# DATA PROVIDED
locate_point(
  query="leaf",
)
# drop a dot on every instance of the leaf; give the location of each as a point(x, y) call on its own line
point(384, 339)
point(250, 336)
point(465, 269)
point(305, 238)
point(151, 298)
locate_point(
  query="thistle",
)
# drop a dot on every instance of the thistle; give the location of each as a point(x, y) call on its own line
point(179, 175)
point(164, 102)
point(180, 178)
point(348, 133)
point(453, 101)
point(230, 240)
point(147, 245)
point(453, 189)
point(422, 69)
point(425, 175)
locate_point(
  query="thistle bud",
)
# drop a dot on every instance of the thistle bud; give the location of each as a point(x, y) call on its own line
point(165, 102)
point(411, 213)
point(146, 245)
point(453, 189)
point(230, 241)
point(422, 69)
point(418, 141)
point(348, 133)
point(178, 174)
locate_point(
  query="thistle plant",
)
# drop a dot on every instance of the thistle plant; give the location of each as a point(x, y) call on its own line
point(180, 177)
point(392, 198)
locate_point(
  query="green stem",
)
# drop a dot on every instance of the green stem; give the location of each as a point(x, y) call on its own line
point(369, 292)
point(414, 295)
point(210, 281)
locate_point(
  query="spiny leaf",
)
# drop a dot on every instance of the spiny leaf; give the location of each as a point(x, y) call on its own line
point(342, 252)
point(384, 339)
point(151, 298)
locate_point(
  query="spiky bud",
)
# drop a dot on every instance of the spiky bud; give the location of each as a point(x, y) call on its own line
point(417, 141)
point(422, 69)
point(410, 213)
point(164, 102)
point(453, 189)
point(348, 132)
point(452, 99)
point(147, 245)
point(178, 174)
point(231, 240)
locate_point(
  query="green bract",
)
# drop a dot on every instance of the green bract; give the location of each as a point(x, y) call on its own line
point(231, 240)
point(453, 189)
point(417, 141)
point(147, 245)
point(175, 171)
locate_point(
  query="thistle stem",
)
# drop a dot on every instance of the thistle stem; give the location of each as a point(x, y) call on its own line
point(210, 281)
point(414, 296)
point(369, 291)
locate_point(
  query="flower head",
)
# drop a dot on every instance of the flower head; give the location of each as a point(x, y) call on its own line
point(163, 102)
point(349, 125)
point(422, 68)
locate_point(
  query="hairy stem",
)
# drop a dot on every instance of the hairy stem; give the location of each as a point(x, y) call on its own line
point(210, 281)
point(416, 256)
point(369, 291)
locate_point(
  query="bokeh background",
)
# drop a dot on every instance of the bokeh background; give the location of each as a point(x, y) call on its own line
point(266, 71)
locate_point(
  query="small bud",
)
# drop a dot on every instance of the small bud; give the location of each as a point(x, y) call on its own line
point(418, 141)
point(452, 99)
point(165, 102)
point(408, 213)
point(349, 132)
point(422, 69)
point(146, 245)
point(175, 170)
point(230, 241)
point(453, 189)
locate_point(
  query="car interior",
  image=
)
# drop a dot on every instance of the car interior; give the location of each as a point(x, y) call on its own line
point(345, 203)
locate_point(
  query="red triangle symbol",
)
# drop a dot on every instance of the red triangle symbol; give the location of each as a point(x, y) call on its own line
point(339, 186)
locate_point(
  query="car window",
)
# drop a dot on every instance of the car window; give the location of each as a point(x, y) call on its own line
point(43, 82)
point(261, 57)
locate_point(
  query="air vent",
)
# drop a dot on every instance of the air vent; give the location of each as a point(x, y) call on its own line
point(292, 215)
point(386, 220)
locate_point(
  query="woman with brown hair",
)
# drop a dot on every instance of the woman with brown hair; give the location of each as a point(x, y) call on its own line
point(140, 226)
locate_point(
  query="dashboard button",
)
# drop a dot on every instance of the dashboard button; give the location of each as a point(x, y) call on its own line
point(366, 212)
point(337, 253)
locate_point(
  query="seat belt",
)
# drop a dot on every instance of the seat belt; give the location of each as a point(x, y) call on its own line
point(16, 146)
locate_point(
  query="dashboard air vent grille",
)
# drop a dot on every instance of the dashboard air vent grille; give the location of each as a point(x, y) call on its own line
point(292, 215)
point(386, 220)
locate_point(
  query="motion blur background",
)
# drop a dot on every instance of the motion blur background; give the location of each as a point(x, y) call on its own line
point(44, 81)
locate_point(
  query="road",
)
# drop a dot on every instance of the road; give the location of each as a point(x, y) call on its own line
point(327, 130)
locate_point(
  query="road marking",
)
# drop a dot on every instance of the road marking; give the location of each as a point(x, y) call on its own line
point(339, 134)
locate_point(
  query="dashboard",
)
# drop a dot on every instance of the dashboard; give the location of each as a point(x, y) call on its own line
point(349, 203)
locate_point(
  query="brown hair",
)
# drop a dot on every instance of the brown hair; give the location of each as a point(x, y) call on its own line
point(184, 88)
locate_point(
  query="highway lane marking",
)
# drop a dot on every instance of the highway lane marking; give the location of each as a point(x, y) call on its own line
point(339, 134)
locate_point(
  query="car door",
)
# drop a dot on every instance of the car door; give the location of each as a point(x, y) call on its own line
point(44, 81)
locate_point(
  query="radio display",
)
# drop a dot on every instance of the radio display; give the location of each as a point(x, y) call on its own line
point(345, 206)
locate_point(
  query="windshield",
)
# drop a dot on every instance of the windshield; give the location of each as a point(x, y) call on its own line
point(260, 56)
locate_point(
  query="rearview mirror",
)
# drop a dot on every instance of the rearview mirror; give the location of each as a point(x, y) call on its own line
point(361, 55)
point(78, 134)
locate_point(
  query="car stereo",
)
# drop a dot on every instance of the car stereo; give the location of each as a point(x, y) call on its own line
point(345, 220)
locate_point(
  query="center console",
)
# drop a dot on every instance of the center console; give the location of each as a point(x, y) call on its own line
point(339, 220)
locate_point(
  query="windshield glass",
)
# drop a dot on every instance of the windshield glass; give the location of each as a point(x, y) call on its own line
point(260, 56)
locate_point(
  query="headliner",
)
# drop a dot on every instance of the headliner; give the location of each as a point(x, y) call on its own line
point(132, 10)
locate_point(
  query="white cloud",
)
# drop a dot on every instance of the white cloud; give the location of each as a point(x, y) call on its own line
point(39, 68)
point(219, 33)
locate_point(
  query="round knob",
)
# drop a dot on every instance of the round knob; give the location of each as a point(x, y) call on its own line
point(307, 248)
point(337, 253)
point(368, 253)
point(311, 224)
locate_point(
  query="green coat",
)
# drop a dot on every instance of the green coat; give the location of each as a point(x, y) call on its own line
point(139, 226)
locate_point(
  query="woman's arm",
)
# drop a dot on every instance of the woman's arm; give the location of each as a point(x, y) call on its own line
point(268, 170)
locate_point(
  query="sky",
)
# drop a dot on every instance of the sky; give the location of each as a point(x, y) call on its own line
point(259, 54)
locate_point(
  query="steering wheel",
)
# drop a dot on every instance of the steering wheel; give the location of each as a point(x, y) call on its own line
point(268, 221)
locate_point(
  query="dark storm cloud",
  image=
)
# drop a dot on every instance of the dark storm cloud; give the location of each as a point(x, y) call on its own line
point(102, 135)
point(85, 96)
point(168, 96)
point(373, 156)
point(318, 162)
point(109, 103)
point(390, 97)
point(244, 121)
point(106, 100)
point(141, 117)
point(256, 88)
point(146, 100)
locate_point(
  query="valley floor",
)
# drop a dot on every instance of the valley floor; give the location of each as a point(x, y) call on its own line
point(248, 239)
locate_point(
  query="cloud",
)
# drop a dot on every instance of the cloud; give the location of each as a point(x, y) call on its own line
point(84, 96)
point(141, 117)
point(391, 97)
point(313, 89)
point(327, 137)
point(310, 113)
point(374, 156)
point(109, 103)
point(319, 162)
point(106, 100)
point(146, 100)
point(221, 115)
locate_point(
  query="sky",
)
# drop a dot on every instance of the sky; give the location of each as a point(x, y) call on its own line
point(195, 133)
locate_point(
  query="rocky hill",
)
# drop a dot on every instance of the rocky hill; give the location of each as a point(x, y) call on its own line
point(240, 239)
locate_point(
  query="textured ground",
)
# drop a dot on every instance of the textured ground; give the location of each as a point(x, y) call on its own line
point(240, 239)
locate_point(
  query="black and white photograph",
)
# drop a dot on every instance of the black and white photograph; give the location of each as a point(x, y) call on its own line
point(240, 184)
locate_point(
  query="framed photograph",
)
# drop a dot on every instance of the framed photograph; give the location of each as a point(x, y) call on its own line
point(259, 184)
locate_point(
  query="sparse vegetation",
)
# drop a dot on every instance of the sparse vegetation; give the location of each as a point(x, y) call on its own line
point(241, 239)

* * *

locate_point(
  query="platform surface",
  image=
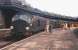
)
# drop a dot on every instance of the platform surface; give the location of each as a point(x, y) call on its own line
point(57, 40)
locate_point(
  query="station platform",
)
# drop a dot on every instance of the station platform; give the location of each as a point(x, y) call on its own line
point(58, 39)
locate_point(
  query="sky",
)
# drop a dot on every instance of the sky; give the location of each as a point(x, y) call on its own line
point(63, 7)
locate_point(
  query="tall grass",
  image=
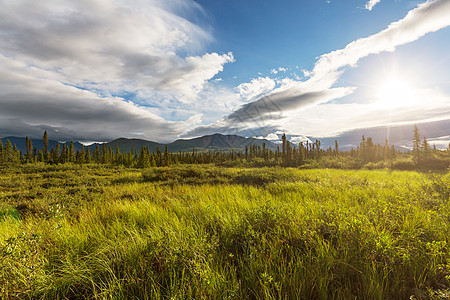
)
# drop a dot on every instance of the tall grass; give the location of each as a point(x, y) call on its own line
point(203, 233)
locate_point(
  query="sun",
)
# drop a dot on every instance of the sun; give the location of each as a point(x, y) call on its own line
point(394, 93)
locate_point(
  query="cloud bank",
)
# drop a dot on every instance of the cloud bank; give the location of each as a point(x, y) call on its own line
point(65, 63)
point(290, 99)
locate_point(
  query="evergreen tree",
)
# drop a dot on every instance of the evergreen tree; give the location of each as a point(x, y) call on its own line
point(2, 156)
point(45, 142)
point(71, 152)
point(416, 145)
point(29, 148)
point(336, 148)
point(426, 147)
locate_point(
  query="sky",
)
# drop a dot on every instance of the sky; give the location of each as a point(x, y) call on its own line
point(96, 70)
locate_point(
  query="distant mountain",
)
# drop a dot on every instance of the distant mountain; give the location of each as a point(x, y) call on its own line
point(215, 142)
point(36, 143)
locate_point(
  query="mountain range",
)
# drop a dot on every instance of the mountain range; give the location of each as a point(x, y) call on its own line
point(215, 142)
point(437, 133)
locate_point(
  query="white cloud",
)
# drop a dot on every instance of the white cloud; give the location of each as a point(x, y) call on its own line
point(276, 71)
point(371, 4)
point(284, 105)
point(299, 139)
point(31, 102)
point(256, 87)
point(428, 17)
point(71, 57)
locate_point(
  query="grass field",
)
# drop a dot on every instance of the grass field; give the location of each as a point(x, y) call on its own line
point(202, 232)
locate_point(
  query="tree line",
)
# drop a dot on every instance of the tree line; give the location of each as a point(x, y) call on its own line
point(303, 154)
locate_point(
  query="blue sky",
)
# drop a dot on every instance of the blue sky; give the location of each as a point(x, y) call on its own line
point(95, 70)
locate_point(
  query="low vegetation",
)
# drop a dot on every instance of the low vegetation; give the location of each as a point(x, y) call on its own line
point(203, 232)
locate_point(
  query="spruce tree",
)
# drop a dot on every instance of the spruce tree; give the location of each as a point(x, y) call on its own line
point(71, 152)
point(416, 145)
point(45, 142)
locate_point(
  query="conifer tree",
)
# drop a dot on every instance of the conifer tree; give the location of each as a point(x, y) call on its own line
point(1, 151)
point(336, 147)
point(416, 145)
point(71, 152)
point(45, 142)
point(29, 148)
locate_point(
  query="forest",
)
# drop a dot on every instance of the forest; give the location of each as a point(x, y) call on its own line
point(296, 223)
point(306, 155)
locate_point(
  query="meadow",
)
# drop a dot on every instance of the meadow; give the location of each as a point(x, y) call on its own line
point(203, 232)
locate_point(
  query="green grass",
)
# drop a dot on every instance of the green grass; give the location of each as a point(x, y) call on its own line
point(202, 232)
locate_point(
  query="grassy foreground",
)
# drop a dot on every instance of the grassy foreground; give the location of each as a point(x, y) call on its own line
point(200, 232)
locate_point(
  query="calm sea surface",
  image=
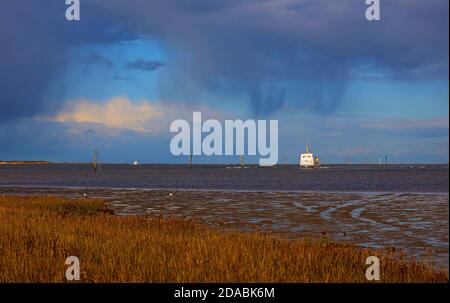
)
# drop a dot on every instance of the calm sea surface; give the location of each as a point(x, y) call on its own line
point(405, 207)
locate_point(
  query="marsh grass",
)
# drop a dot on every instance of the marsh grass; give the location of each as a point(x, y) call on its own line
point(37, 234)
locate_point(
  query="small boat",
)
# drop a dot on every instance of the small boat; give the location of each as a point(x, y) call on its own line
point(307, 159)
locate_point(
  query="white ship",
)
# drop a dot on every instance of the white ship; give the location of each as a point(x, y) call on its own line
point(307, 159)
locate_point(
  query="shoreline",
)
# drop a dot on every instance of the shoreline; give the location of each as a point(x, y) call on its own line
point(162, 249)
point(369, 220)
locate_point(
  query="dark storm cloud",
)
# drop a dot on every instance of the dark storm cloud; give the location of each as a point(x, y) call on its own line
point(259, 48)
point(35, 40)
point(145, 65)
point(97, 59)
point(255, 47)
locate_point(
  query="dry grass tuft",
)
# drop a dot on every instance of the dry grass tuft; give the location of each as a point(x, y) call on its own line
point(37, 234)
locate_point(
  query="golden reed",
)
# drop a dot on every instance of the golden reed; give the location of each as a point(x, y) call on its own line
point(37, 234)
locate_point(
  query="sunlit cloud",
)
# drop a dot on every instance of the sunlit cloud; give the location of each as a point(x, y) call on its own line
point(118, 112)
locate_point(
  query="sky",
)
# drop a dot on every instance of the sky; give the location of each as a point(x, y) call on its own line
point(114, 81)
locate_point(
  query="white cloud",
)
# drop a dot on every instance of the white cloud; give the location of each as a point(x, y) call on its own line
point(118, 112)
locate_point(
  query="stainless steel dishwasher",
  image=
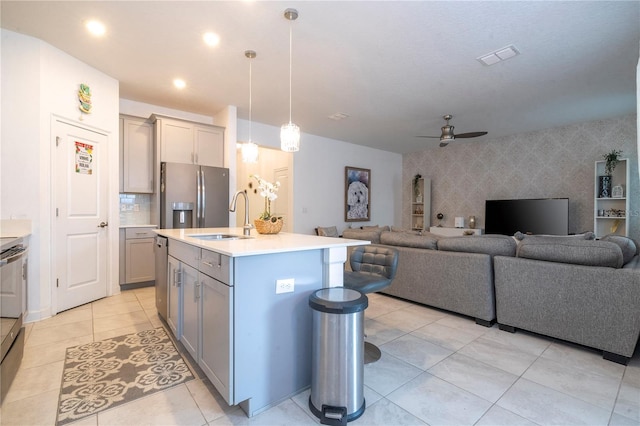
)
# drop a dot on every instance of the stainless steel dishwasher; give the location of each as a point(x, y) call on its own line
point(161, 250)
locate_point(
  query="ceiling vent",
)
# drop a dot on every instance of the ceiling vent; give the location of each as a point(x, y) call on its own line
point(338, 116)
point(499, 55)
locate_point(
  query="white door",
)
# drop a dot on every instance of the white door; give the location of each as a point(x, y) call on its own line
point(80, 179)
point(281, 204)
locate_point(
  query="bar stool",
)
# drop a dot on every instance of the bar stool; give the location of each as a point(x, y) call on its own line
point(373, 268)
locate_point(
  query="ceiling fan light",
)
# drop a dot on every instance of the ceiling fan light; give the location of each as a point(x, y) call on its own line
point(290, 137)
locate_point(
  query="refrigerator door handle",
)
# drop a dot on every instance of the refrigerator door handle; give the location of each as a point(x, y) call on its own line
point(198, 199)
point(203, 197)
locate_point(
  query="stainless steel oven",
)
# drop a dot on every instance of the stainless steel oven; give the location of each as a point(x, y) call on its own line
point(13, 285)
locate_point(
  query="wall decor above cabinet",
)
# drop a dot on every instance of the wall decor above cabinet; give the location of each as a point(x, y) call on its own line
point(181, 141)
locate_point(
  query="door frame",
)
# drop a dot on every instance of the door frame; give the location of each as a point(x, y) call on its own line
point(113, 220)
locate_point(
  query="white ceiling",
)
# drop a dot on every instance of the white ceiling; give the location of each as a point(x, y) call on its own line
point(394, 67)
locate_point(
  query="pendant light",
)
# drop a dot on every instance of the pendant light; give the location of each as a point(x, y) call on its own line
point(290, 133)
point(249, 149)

* * *

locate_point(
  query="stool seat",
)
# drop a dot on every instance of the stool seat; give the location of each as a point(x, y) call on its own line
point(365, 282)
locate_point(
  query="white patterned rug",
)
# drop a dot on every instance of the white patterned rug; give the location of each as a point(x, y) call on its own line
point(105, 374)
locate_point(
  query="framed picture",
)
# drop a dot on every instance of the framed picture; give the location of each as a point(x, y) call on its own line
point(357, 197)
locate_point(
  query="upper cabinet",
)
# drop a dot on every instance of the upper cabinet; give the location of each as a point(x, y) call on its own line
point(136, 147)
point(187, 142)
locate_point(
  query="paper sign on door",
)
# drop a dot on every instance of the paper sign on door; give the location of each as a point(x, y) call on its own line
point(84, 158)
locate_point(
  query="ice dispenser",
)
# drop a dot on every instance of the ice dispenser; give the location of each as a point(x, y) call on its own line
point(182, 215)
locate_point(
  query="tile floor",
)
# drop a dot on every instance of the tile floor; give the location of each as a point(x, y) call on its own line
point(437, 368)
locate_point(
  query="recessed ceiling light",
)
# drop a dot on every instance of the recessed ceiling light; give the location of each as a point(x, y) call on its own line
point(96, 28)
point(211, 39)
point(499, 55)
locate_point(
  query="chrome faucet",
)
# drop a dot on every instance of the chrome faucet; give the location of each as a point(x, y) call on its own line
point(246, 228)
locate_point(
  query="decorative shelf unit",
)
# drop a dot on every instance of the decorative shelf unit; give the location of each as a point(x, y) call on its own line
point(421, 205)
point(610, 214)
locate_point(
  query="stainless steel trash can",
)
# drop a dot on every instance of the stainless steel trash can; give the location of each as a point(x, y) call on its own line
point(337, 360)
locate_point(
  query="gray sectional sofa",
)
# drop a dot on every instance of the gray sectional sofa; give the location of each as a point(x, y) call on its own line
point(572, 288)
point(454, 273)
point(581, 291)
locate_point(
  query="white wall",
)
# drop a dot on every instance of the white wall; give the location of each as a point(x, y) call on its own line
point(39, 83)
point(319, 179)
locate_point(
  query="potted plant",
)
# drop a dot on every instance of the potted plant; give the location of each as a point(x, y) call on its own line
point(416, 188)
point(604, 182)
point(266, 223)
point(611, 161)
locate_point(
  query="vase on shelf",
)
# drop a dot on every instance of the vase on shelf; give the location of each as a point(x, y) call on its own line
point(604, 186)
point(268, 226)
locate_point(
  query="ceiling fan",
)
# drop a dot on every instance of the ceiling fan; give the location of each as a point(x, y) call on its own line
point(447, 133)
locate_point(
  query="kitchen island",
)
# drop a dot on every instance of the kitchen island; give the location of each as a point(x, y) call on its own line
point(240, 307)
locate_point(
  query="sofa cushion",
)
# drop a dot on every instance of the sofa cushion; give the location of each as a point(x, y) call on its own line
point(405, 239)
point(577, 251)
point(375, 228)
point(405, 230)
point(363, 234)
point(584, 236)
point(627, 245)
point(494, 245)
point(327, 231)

# TASK
Find each line in the records that includes the word "decorative", and copy all of those lines out.

# RESPONSE TO THIS TASK
  query="decorative shelf unit",
# drop a dot on every instance of the decorative shelf unit; give the location of each as a point(x, y) call on its own line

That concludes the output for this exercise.